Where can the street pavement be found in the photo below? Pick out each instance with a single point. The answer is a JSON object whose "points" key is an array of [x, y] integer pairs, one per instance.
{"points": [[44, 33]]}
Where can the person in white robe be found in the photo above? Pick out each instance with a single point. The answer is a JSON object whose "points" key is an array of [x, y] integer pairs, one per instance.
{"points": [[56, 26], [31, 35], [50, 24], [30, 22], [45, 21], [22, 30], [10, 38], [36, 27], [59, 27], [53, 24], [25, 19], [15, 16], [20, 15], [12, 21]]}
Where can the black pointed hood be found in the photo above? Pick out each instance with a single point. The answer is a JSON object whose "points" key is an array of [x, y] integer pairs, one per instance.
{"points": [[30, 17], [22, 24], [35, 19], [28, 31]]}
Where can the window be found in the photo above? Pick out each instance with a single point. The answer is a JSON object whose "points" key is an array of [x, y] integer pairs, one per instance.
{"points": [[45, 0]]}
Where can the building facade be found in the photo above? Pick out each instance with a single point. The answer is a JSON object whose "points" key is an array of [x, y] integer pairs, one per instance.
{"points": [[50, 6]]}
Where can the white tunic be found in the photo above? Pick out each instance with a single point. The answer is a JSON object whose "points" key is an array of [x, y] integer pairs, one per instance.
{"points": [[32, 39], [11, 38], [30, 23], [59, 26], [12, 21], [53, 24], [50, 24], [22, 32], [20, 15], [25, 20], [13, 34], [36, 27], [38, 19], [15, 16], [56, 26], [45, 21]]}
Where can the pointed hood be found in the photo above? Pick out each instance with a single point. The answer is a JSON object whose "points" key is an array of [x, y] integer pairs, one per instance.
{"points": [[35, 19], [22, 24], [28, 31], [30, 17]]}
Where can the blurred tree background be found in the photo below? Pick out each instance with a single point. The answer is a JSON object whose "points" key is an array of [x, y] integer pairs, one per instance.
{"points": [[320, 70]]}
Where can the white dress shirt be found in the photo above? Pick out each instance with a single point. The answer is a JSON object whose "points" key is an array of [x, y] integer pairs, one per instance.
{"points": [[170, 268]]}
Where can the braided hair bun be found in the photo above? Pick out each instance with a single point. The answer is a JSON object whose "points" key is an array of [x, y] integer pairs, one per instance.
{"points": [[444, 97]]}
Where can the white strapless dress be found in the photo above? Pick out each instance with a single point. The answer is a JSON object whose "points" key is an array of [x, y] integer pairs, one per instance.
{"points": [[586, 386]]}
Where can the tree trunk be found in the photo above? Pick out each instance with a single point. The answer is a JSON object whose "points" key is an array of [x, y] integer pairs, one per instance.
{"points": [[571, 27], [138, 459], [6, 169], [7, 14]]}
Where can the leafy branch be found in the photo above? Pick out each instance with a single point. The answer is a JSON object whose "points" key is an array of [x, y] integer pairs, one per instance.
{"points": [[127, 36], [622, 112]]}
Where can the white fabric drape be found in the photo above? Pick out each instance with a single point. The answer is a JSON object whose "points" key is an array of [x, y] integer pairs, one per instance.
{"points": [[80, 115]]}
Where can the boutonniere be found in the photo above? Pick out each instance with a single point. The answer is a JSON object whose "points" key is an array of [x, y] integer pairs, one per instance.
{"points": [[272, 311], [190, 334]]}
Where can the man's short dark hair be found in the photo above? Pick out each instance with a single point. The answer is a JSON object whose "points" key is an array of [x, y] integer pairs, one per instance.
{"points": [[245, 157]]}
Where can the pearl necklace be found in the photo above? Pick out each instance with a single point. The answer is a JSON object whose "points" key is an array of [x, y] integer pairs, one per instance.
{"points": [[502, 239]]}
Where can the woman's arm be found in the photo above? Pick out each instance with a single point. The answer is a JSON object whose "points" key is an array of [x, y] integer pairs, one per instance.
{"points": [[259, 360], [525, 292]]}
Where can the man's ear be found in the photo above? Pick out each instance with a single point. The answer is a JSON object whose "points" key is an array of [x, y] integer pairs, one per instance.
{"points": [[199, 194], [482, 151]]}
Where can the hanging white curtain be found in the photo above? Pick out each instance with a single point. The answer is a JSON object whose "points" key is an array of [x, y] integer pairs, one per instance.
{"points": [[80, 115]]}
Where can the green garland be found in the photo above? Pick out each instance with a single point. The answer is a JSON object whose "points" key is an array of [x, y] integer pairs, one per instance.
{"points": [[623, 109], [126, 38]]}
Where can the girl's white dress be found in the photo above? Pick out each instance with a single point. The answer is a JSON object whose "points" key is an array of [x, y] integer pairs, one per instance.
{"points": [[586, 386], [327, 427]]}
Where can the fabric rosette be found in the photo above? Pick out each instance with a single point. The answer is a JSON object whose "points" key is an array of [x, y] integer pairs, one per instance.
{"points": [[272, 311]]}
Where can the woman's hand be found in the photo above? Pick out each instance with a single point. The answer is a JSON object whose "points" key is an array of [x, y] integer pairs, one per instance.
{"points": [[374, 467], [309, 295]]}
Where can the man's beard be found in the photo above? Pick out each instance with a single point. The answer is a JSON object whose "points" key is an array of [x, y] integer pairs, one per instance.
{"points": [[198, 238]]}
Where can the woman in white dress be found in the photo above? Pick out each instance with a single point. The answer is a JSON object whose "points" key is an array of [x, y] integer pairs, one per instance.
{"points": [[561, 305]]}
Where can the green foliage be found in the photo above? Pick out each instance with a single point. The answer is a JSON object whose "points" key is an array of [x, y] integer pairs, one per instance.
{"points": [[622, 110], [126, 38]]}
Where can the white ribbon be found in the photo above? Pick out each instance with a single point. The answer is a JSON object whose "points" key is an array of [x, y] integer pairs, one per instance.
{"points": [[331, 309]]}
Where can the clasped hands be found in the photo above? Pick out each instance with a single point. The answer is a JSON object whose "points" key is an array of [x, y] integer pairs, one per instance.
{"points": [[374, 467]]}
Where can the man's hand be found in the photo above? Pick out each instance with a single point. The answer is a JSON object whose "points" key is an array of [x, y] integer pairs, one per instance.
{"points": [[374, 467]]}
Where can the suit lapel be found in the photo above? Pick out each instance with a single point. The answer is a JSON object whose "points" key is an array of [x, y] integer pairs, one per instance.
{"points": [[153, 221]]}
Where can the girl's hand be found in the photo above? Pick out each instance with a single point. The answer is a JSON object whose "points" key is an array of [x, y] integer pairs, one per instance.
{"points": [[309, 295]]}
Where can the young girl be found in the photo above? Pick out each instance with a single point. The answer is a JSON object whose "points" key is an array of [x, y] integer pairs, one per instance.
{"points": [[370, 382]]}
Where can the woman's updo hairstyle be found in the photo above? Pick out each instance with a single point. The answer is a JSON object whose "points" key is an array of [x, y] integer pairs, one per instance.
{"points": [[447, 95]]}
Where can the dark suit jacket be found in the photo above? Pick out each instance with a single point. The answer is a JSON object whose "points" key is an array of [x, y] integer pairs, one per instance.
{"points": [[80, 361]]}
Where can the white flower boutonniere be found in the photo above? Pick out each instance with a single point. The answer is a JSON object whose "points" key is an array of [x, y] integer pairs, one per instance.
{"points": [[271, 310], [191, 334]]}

REQUIREMENT: All of the material above should be printed again exactly as it is.

ANSWER FOR THIS EXERCISE:
Where can the street pavement be found in the photo below? Pick out each instance with a single point. The answer is a JSON object whose "points" key is an array of [x, y] integer pairs, one per instance.
{"points": [[44, 33]]}
Where can the person in white robe be found in the photo above? Pick out each instance with a single point. The answer is a JSON object whose "points" key is an array of [x, y] integer pairs, one per instance.
{"points": [[56, 26], [31, 35], [50, 24], [30, 22], [45, 21], [22, 30], [10, 38], [36, 27], [59, 27], [53, 24], [25, 19], [15, 16], [20, 15], [12, 21]]}
Where can the black pointed hood be found in the photo above? Pick out each instance with a single point. The answer is a JSON object whose "points" key is an array of [x, y] integer pairs, one per instance.
{"points": [[30, 17], [22, 24], [35, 19], [28, 31]]}
Where can the window be found in the photo above? Pick out each instance with a single point. The answer is a JSON object whose "points" key is an array of [x, y] integer pairs, one per instance.
{"points": [[45, 0]]}
Where can the building facade be found in the photo above? Pick out each instance with a single point. The answer is a JSON object whose "points" key is an array of [x, y] integer pairs, one per instance.
{"points": [[50, 6]]}
Where can the white tunic be found in the photo above? Pick out each instance with a single point. The answer is a JSON object whose "points" key is an array of [x, y] integer pairs, one per instance.
{"points": [[32, 39], [11, 38], [30, 23], [59, 26], [12, 21], [53, 24], [50, 24], [22, 32], [20, 15], [25, 20], [13, 34], [36, 27], [38, 19], [15, 16], [56, 26], [45, 21]]}
Where can the pointed hood be found in the photo above? Pick out each instance with a single point. The answer is a JSON object whose "points" key is an array of [x, y] integer pairs, one per instance.
{"points": [[35, 19], [22, 24], [28, 31], [30, 17]]}
Where can the blurred tree background be found in the photo below? Pick out each instance with a single point. The answer is a JSON object whose "points" key is an array of [x, y] integer pairs, one per instance.
{"points": [[320, 70]]}
Where can the white dress shirt be found in the photo above? Pick out each instance with a single point. The answer is a JSON object whose "points" key is an array of [x, y] integer pairs, one per instance.
{"points": [[170, 268]]}
Where can the braided hair bun be found in the photo above? Pick out each instance with a single point. The answer is a JSON object whose "points" key is an array of [x, y] integer pairs, one per instance.
{"points": [[444, 97]]}
Where can the white strapless dress be found in the photo above? Pick out each instance with a single point. The answer is a JSON object whose "points" key is an array of [x, y] integer pairs, one per instance.
{"points": [[586, 386]]}
Where can the tree trunk be found in the photo above? Pick out each instance with a single point. The answer is a JSON object whose "points" key is an array of [x, y] integer pairs, one per instance.
{"points": [[571, 27], [138, 459], [6, 169], [7, 14]]}
Where can the leafy branch be found in the photo above? Pick out each instance with a single point. The answer is a JSON object whose "points" key is an array of [x, y] integer pairs, one per instance.
{"points": [[127, 36], [622, 112]]}
Where can the white fabric drape be found in the photo above? Pick out each instance with a single point. The answer is a JSON object whose "points" key is an array of [x, y] integer pairs, one per instance.
{"points": [[80, 115]]}
Where can the boutonniere be found in the photo above? Pick out each instance with a single point. The answer is a JSON object whose "points" key is an array of [x, y] integer pairs, one per instance.
{"points": [[272, 311], [190, 334]]}
Where can the man's short dark hair be found in the photo above? Pick out each instance with a single point. The answer is a JSON object whose "points" key is an array of [x, y] integer pairs, one per instance.
{"points": [[245, 157]]}
Where can the pearl necklace be found in the photo above? Pick out each instance with a single point. The answer is a JSON object whose "points" key is an array of [x, y] integer pairs, one per instance.
{"points": [[502, 239]]}
Where can the woman's arm be found in the photo above? Pick out each instance with a single point. The answer is a JSON object whose "points" key is an array of [x, y] integer pairs, one per instance.
{"points": [[259, 360], [525, 292]]}
Where can the man's ear be found in the photo above? Pick out each instance with a single point. The answer is a JSON object whose "points" key is an array of [x, y] integer pairs, one per instance.
{"points": [[199, 194], [482, 151]]}
Where can the hanging white curtain be found in the photo above? Pick out each instance with a single point. The answer is a JSON object whose "points" key is an array of [x, y] integer pairs, one per instance.
{"points": [[80, 115]]}
Where can the green garland be found in the photo above? Pick out each instance with a single point. The answer is a JSON object whose "points" key is an array of [x, y] integer pairs, one per instance.
{"points": [[623, 109], [126, 38]]}
Where can the girl's white dress be found in the photo above? Pick out each instance with a single point. The answer is a JSON object whose "points" key is an array of [x, y] integer pairs, one per instance.
{"points": [[586, 386], [327, 427]]}
Where can the fabric rosette be found in the photo above? Pick out each instance with a single point. The answer is a JSON object whose "points" key is an array of [x, y] integer pairs, one per instance.
{"points": [[272, 311]]}
Where can the woman's hand be found in the photo above? Pick out each instance with a single point. The answer is a JSON object whose "points" key is an array of [x, y] integer pairs, one per instance.
{"points": [[374, 467], [309, 295]]}
Where can the man's beard be found in the photo above? Pick out each instance with a single point. The answer is a JSON object whose "points" key is an array of [x, y] integer pairs, one per instance.
{"points": [[198, 238]]}
Where can the woman in white dress be found in the photo above? Pick out each instance with a single point. The answer is a JSON object whose "points" key is an array of [x, y] integer pairs, one per instance.
{"points": [[561, 305]]}
Where can the green foliage be found in the photo above? Pick out each instance with a single point. The answer is a JSON object whose "points" key is an array of [x, y] integer pairs, one per instance.
{"points": [[622, 110], [126, 38]]}
Where can the white ribbon be found in the photo above? Pick out each instance with a single point. The answer is a JSON object whose "points" key is an array of [x, y] integer pairs, one per instance.
{"points": [[331, 309]]}
Where can the clasped hands be found in the photo above? Pick out each instance with a single point. The answer is a JSON object whose "points" key is an array of [x, y] integer pairs, one per instance.
{"points": [[374, 467]]}
Where can the man's hand be found in the photo above? Pick out each instance with a single point. The answer is a JSON object whose "points" key is an array of [x, y] integer pairs, one per instance.
{"points": [[374, 467]]}
Where can the suit lapel be found in the photo above? Pick out each instance with a single point. The answer is a JSON object whose "points" key is an array of [x, y] integer pairs, one per instance.
{"points": [[153, 221]]}
Where can the girl's hand be found in the photo above? Pick out each instance with a single point. The answer is a JSON object whose "points" key is an array of [x, y] integer pairs, one per instance.
{"points": [[309, 295]]}
Where can the young girl be found in the photo above? Pick out each instance with a single point. The answer is a JSON object whose "points" key is an array of [x, y] integer pairs, one per instance.
{"points": [[370, 382]]}
Where can the woman's updo hairstyle be found in the photo above? Pick out each instance with a single point. The answer is a JSON object whose "points" key is an array of [x, y] integer pairs, one per instance.
{"points": [[447, 95]]}
Where can the dark suit jacket be found in the photo above? Pick out each instance with a single point. The answer is a JSON object whose "points" key is an array of [x, y] integer pairs, one per instance.
{"points": [[80, 361]]}
Where can the white flower boutonniere be found in the photo above? Pick out each instance with a single point. The answer is a JSON object whose "points" key is an array of [x, y] integer pairs, one per instance.
{"points": [[271, 310], [191, 334]]}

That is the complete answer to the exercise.